WHAT NEEDS TO BE DONE:
Extract the stretch of the records below from the line containing "Objective: for every instance of the puffed" through the end of the records, and reproduce it verbatim.

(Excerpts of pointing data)

===============

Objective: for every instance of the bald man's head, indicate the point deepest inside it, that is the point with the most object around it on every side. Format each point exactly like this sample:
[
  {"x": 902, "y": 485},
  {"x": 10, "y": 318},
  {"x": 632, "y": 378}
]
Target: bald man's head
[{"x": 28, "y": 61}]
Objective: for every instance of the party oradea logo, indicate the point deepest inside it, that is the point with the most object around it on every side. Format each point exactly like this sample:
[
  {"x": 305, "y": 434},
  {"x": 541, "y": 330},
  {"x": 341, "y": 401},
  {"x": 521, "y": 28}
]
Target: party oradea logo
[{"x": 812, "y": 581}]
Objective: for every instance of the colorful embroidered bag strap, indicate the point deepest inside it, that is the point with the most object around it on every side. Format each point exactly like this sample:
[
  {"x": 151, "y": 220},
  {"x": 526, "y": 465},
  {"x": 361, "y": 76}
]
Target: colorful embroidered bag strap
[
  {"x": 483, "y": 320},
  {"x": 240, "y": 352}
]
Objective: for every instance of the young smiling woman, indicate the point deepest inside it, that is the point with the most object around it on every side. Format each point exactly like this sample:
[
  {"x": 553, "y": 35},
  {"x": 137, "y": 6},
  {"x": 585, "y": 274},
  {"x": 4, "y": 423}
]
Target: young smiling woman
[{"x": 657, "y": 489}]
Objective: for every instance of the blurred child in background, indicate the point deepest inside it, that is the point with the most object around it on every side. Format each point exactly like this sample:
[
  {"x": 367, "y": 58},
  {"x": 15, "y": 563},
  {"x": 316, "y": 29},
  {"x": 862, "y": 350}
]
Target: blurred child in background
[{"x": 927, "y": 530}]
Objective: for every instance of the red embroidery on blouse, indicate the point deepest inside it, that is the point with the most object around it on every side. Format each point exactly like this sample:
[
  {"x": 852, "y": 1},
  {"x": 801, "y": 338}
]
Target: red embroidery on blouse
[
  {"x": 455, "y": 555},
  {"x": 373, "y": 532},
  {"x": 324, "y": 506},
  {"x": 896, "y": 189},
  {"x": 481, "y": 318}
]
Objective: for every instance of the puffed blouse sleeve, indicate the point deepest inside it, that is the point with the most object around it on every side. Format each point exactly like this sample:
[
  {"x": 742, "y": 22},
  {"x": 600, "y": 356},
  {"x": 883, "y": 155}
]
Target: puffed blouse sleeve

===============

EXERCISE RESPONSE:
Objective: for every instance of the puffed blouse sleeve, indicate the point deepest inside it, that is the point with the most object around it on every side. Format each point exactly like this sample:
[
  {"x": 742, "y": 22},
  {"x": 600, "y": 356},
  {"x": 883, "y": 155}
]
Target: puffed blouse sleeve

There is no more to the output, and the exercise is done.